TASK OBJECTIVE =
Your answer should hold only the lines from the start of the data below through the line with "One point per instance, each like (356, 128).", copied exactly, with pictures left out.

Saved data entries =
——

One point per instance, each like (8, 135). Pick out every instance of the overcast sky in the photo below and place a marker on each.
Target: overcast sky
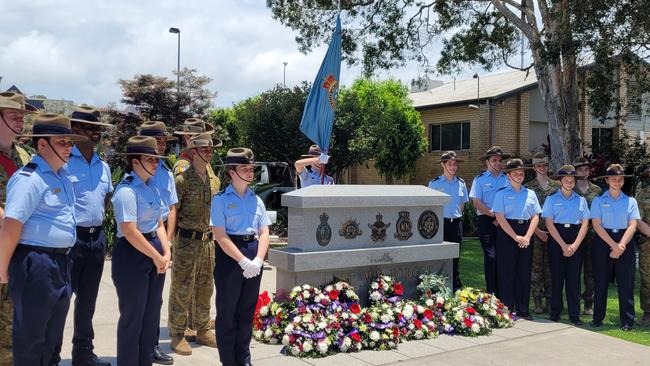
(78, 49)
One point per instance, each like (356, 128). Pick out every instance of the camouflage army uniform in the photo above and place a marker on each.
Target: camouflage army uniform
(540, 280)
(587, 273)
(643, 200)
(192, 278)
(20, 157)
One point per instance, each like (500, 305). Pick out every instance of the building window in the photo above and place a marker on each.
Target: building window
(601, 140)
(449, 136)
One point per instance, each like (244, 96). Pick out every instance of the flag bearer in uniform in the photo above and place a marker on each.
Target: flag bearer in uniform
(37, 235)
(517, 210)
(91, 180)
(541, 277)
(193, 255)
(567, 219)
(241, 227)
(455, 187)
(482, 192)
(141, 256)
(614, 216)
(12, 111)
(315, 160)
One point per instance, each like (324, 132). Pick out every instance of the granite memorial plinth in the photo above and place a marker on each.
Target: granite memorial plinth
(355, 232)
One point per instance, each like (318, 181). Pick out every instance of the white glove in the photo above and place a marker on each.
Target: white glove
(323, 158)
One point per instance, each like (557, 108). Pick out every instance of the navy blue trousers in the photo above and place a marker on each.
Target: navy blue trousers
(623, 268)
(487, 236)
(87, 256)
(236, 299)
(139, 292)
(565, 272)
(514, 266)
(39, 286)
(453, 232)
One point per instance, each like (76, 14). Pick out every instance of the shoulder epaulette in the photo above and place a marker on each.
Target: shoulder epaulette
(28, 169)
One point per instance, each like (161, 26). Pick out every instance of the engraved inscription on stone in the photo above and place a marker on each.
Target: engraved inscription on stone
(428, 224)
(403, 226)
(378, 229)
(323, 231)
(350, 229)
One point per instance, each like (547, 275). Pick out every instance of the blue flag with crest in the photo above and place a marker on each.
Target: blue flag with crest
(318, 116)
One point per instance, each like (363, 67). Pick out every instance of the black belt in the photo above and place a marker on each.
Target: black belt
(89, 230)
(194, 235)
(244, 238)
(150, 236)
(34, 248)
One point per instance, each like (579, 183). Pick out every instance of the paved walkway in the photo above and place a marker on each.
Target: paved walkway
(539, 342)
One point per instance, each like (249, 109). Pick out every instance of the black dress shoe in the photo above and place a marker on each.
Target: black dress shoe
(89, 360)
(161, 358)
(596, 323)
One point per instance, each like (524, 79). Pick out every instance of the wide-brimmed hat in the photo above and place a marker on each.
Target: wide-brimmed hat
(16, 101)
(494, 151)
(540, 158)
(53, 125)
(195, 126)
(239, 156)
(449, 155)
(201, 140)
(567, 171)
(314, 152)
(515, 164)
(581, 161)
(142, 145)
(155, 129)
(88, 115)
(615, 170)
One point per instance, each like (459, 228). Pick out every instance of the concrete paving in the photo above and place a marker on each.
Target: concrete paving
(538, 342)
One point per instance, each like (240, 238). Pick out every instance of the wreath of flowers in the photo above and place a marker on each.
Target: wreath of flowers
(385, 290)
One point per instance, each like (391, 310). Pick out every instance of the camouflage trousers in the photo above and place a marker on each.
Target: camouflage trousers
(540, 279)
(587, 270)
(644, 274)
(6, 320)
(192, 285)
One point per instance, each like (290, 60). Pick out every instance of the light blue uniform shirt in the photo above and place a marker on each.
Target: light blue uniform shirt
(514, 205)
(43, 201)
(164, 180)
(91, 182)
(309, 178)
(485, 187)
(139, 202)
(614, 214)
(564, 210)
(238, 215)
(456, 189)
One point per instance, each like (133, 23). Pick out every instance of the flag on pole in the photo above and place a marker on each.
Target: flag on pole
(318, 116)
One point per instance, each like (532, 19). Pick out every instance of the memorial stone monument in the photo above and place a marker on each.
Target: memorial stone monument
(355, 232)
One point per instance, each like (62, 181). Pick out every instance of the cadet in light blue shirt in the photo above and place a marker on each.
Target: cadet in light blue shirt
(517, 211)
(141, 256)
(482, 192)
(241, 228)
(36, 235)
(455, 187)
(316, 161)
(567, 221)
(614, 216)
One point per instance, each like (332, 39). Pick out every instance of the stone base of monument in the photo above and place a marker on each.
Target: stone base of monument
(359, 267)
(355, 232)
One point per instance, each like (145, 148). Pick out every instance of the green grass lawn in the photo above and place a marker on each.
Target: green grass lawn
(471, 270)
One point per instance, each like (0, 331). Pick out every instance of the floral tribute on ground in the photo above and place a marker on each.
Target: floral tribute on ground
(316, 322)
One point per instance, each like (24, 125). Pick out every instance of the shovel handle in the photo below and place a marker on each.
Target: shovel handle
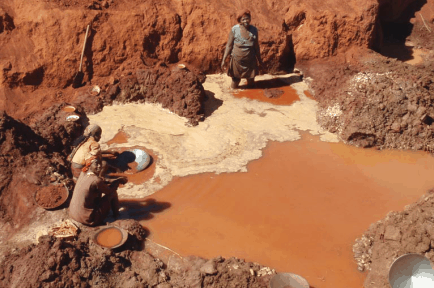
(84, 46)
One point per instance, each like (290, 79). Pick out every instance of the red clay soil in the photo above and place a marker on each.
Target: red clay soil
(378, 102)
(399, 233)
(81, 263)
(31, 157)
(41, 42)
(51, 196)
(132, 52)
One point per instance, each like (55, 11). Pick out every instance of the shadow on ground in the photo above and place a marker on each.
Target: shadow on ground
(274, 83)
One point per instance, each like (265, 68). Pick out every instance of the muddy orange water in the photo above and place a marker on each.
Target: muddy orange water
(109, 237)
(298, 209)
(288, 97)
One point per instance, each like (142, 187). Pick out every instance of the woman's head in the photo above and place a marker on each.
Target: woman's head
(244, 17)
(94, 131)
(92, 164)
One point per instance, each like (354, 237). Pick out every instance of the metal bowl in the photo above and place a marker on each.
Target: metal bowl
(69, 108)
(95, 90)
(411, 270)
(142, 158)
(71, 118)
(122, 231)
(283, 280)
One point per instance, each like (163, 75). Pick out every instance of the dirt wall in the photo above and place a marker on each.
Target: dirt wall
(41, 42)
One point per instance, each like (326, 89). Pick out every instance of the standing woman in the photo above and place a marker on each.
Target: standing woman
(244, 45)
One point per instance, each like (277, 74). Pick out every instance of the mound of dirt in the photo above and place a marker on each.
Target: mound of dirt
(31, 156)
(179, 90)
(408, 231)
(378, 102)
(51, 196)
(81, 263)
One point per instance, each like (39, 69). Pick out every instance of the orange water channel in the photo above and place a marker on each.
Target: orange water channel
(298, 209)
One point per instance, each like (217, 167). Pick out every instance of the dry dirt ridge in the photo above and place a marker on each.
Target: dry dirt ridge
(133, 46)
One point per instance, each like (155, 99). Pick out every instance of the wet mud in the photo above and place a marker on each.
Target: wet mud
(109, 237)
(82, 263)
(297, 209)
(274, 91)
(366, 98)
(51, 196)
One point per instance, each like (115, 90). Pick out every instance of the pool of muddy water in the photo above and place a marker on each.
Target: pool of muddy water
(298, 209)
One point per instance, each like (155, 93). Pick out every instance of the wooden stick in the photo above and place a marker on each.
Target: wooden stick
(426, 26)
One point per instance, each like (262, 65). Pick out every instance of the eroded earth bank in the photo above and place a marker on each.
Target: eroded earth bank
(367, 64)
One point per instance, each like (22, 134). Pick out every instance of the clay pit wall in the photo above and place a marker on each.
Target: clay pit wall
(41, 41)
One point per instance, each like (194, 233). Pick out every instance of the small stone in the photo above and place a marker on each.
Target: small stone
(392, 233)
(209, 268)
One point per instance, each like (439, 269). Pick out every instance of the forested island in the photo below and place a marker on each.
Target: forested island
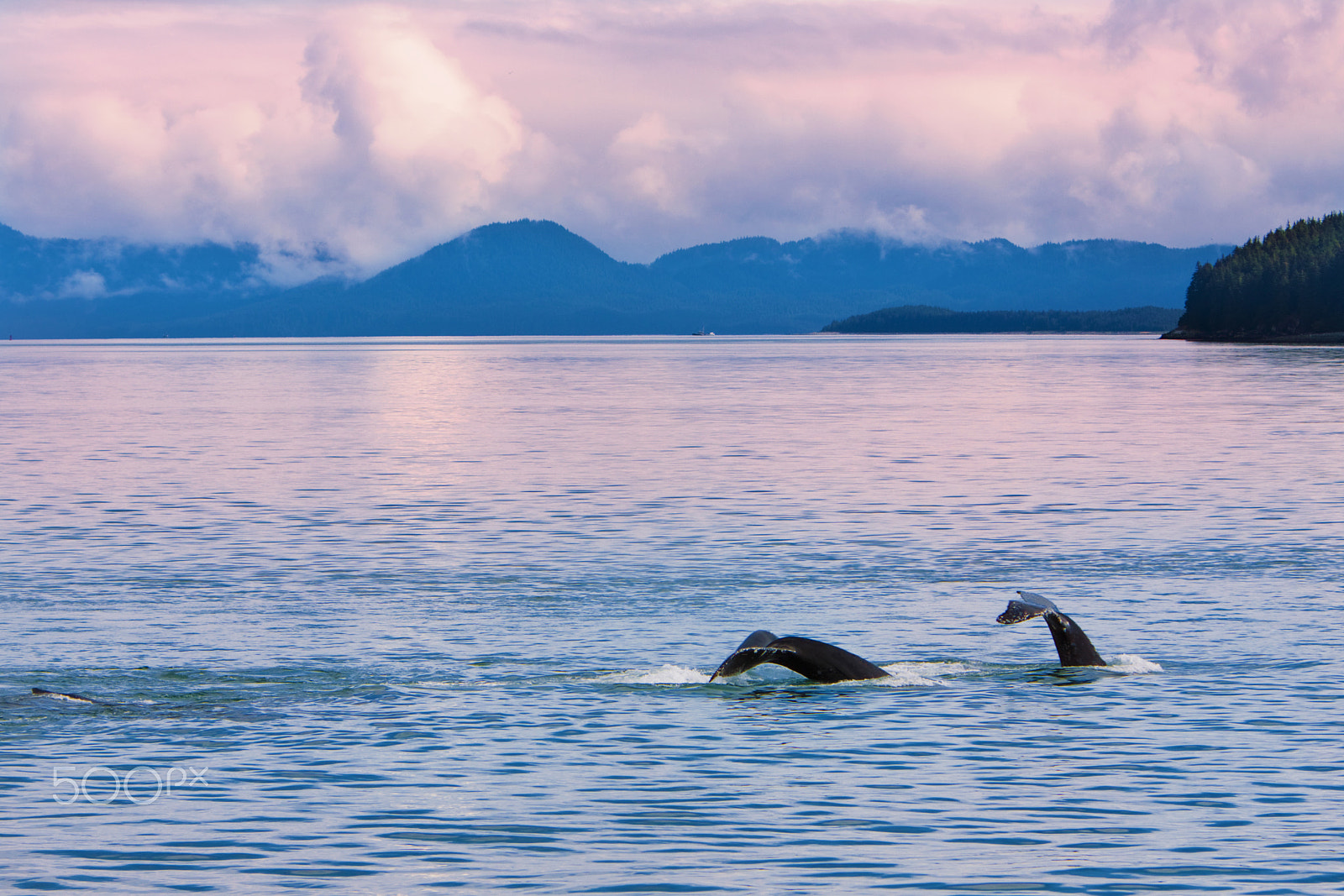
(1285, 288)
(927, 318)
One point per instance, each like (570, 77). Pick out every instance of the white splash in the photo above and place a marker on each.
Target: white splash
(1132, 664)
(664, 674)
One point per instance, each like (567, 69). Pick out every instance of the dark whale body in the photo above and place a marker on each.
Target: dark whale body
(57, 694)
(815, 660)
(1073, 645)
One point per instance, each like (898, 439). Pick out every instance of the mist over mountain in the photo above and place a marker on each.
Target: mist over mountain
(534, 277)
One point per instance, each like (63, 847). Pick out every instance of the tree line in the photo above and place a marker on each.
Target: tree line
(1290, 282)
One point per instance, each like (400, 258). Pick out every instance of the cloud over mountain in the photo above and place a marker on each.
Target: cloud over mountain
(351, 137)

——

YOUR SOLUTION =
One point per instance, each like (8, 135). Pick out every instance of the overcast sky in the photo below and place a marker on each.
Target: overcast sky
(78, 49)
One point per instance, each like (356, 128). Pick out every instance of the camouflage army uniform in the photo above and place a marker on each.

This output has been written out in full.